AIM:
Leave the pictures aside and write out exactly every line from the one containing "Where can the sun glow" through the last line.

RECORDS SUPPLIED:
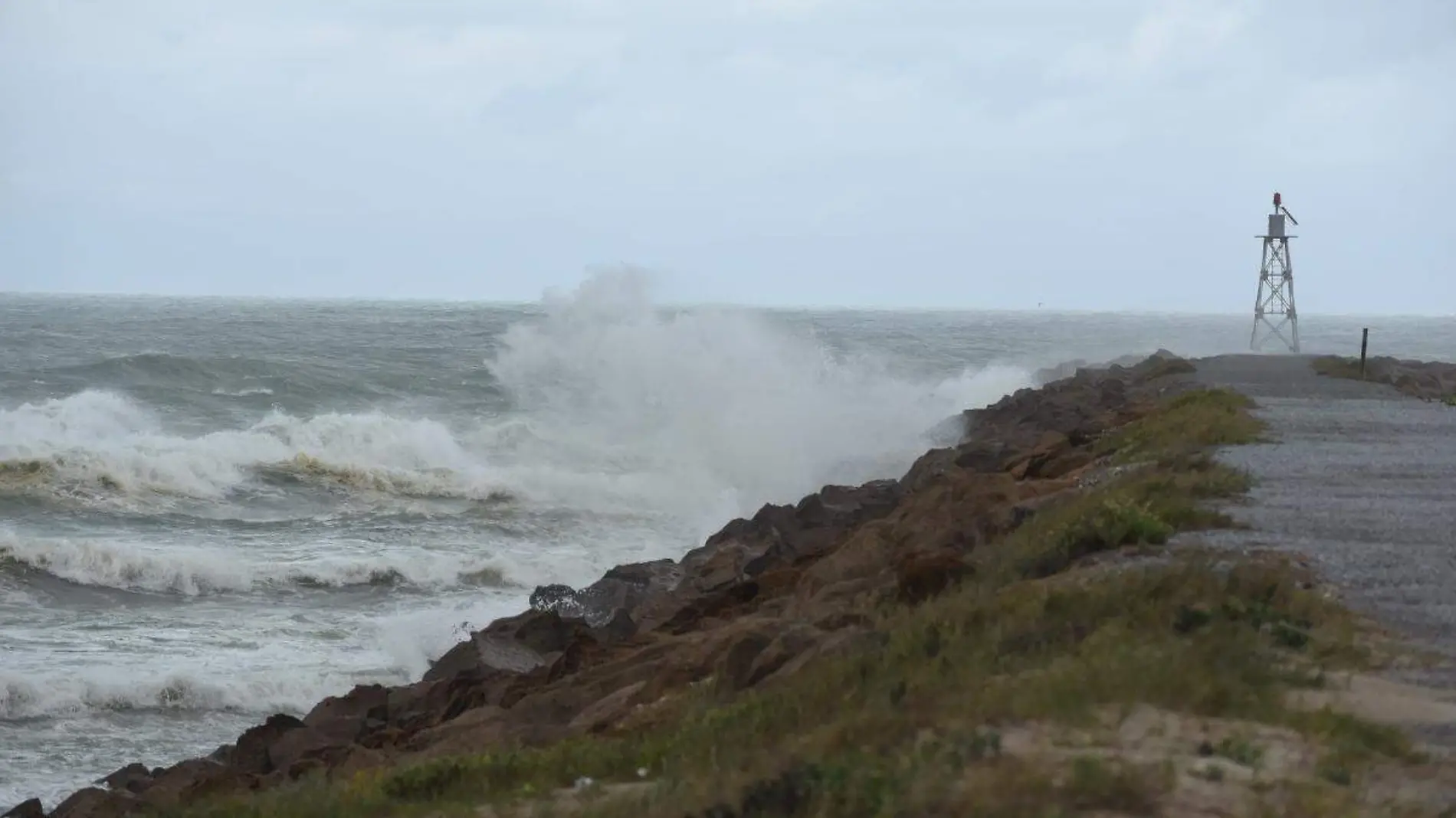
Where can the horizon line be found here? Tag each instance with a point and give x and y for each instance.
(674, 305)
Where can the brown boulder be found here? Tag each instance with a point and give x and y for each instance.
(194, 779)
(356, 760)
(251, 753)
(611, 709)
(920, 577)
(344, 718)
(93, 803)
(297, 744)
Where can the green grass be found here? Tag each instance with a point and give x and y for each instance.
(917, 724)
(1193, 421)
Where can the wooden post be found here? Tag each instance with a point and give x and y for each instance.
(1365, 342)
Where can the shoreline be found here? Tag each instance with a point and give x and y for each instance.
(757, 603)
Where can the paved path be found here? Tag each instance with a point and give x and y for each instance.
(1360, 479)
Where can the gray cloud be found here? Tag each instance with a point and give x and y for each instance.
(923, 153)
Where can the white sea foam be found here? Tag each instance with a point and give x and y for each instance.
(195, 571)
(56, 695)
(101, 446)
(711, 411)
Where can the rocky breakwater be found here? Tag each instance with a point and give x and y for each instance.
(1428, 380)
(759, 600)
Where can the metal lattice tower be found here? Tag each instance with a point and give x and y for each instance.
(1276, 297)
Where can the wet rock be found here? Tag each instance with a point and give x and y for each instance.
(757, 601)
(131, 777)
(93, 803)
(251, 753)
(920, 577)
(192, 780)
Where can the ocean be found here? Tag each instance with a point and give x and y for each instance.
(216, 510)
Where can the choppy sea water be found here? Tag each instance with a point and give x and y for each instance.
(216, 510)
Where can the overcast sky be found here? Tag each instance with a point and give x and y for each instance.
(931, 153)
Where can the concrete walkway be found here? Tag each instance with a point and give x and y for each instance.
(1362, 481)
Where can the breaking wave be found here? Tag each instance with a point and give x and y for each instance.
(197, 572)
(28, 698)
(102, 447)
(717, 411)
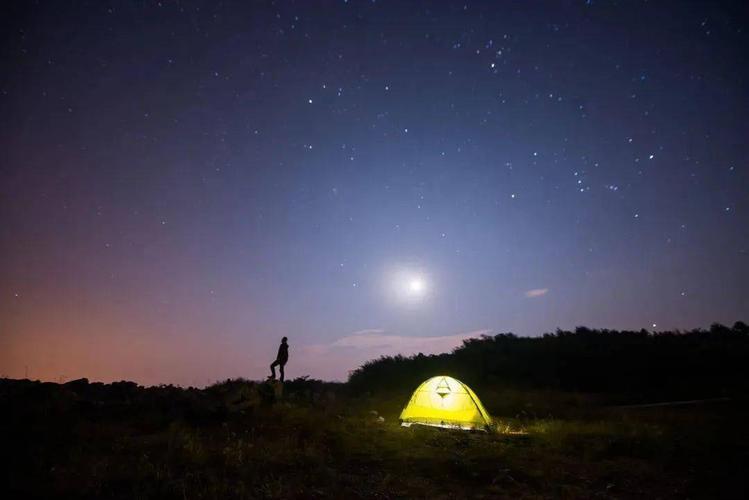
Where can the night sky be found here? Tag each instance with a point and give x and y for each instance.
(183, 183)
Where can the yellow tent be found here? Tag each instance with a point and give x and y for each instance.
(443, 401)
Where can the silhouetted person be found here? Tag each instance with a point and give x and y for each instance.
(281, 358)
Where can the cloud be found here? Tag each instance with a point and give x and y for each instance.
(536, 292)
(337, 358)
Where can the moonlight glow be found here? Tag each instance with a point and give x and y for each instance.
(409, 286)
(416, 287)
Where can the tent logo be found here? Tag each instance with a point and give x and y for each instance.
(443, 388)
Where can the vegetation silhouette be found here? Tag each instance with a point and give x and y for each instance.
(632, 365)
(243, 439)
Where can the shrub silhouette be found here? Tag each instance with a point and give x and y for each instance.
(637, 364)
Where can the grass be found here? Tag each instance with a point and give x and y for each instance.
(235, 440)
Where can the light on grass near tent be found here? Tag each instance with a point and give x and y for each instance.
(443, 401)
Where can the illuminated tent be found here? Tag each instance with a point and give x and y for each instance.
(443, 401)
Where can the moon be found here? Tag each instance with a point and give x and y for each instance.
(416, 286)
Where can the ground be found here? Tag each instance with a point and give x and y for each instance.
(240, 440)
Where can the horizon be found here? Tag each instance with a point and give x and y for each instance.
(185, 184)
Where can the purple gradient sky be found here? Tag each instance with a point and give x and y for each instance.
(185, 183)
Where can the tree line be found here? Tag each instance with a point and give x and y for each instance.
(697, 363)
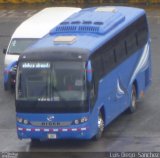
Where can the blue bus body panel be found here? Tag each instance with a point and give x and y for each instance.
(81, 131)
(93, 39)
(114, 91)
(7, 70)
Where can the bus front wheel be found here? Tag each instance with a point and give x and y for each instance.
(133, 104)
(100, 127)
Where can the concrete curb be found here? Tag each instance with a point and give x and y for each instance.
(148, 2)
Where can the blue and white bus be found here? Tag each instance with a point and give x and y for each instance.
(83, 74)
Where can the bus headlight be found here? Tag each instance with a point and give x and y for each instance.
(80, 121)
(23, 121)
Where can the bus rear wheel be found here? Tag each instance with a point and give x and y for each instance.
(100, 127)
(133, 104)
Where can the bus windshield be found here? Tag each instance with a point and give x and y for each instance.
(45, 81)
(17, 46)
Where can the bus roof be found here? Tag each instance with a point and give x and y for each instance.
(42, 22)
(89, 28)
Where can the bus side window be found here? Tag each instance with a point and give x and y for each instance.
(131, 44)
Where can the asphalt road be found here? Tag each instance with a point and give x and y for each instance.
(129, 132)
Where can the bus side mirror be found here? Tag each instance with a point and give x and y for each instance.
(89, 72)
(4, 51)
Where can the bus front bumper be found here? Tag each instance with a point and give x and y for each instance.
(54, 133)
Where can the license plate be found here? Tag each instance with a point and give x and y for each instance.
(52, 136)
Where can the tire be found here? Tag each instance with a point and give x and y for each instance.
(133, 103)
(100, 129)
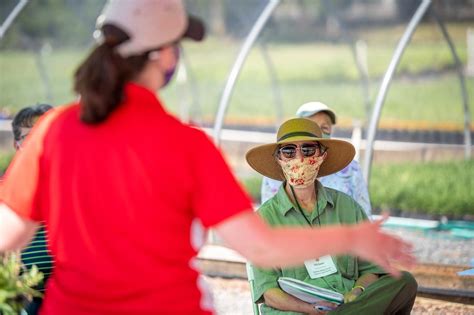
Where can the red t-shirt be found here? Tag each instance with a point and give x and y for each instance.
(121, 200)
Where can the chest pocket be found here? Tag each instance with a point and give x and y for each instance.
(347, 266)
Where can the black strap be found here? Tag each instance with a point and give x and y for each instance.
(296, 134)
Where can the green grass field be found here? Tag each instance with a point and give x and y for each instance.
(304, 71)
(434, 188)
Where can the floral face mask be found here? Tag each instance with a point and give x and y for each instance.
(301, 174)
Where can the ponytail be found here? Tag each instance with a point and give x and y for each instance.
(101, 78)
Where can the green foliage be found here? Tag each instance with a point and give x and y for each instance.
(323, 71)
(59, 22)
(431, 188)
(16, 284)
(435, 188)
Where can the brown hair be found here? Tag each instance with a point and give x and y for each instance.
(100, 79)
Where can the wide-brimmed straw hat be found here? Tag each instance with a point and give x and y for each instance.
(262, 158)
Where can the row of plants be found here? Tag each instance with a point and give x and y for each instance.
(433, 189)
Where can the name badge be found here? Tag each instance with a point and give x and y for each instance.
(321, 267)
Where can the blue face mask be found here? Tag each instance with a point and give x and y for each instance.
(170, 72)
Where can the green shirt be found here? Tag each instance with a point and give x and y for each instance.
(334, 208)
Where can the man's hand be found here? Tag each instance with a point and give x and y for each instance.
(370, 243)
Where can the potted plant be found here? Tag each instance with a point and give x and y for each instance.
(16, 283)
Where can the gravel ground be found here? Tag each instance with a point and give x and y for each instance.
(438, 247)
(232, 297)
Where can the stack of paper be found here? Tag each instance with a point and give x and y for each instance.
(309, 293)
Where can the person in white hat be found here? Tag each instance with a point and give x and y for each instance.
(349, 180)
(301, 154)
(127, 190)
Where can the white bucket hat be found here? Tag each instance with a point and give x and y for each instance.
(150, 24)
(312, 108)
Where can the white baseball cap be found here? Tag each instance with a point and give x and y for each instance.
(150, 24)
(312, 108)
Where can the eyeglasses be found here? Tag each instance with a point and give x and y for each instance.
(307, 149)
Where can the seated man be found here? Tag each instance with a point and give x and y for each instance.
(36, 253)
(299, 156)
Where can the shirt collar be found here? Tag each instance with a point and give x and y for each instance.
(285, 205)
(146, 97)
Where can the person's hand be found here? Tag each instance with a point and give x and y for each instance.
(323, 307)
(352, 295)
(385, 250)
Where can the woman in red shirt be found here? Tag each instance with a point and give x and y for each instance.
(127, 190)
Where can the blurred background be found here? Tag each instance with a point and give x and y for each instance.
(336, 52)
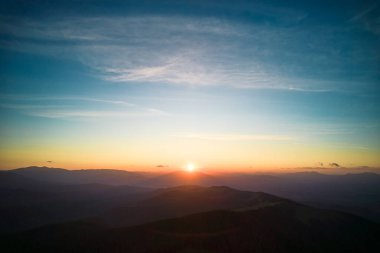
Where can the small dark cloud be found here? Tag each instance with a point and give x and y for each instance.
(334, 165)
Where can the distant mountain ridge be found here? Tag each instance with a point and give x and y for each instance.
(102, 176)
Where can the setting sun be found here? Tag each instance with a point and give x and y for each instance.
(190, 167)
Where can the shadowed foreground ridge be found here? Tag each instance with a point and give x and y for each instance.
(285, 227)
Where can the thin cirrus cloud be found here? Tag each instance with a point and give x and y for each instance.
(234, 137)
(85, 108)
(190, 51)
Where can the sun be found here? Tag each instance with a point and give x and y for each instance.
(190, 167)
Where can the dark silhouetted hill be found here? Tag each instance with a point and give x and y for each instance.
(287, 227)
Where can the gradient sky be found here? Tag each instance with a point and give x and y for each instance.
(239, 85)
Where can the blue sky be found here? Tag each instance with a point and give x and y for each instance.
(218, 83)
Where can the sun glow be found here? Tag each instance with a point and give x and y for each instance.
(190, 167)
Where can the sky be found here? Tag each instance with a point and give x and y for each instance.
(227, 85)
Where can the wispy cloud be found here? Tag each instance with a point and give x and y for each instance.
(234, 137)
(186, 50)
(49, 109)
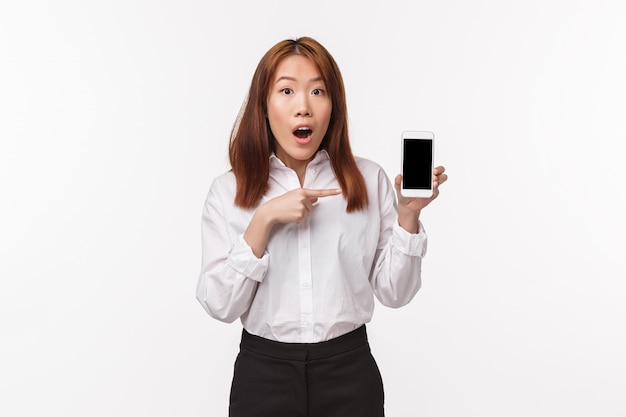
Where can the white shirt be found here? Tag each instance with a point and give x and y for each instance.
(317, 279)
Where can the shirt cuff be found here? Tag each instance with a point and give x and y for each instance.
(242, 260)
(413, 244)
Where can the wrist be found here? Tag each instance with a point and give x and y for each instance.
(409, 221)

SOLVED PROBLEM:
Where can the sun glow be found here? Tag each instance with a point and give x and y for each instance.
(190, 167)
Where can the sky be found here? Tag each instance with a point and give x and y for each instance.
(227, 85)
Where can the wispy cloud be found here? Tag each instance with a point and give x and y for each instance.
(234, 137)
(186, 50)
(49, 109)
Where can the white shirt be found here? Tag each instance with a point and give x and y for each instance.
(317, 279)
Where can the shirt cuff be found here? Tag each instance with a point and give x and y for each instance.
(242, 260)
(413, 244)
Where can the wrist be found here? Tag each instance with a point and give x and y for each instance.
(409, 221)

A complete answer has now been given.